[Start of Available data]

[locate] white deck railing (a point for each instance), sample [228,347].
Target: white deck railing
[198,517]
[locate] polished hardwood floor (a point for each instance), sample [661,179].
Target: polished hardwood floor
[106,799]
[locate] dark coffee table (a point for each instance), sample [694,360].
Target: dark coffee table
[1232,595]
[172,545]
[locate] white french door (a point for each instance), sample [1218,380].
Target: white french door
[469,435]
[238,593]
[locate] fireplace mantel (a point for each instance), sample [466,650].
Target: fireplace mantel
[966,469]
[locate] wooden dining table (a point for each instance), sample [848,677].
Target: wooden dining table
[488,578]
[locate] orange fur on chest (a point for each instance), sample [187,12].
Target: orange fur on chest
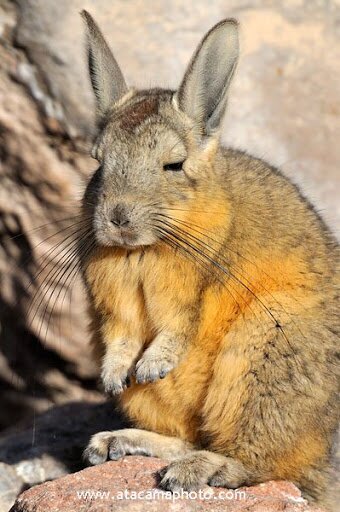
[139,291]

[End of Available data]
[Start of Available data]

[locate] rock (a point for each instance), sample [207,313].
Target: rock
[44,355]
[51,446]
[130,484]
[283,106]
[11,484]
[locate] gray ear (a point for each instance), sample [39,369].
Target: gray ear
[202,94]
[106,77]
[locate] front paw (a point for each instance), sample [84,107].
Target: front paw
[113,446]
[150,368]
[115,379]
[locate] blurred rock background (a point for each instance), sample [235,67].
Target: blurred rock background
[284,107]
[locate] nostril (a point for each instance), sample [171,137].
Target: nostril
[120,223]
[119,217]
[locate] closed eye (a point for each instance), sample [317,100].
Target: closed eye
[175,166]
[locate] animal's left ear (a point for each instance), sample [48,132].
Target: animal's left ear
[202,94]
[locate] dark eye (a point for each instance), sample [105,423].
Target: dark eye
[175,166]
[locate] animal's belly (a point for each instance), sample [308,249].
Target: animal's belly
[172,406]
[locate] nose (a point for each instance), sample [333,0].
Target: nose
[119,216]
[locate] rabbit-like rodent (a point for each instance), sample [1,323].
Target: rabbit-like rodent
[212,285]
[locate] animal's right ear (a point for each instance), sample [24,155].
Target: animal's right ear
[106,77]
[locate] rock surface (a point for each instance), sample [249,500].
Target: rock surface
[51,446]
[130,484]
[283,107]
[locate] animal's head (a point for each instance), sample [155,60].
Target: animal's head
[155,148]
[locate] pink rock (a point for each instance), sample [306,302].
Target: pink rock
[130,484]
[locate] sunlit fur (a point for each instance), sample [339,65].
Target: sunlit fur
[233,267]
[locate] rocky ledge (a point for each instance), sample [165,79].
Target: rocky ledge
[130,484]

[End of Available data]

● **Exercise details**
Count the lines in the items above that contain the word "sunlit", matching case exactly, and give only that number.

● **Result of the exercise**
2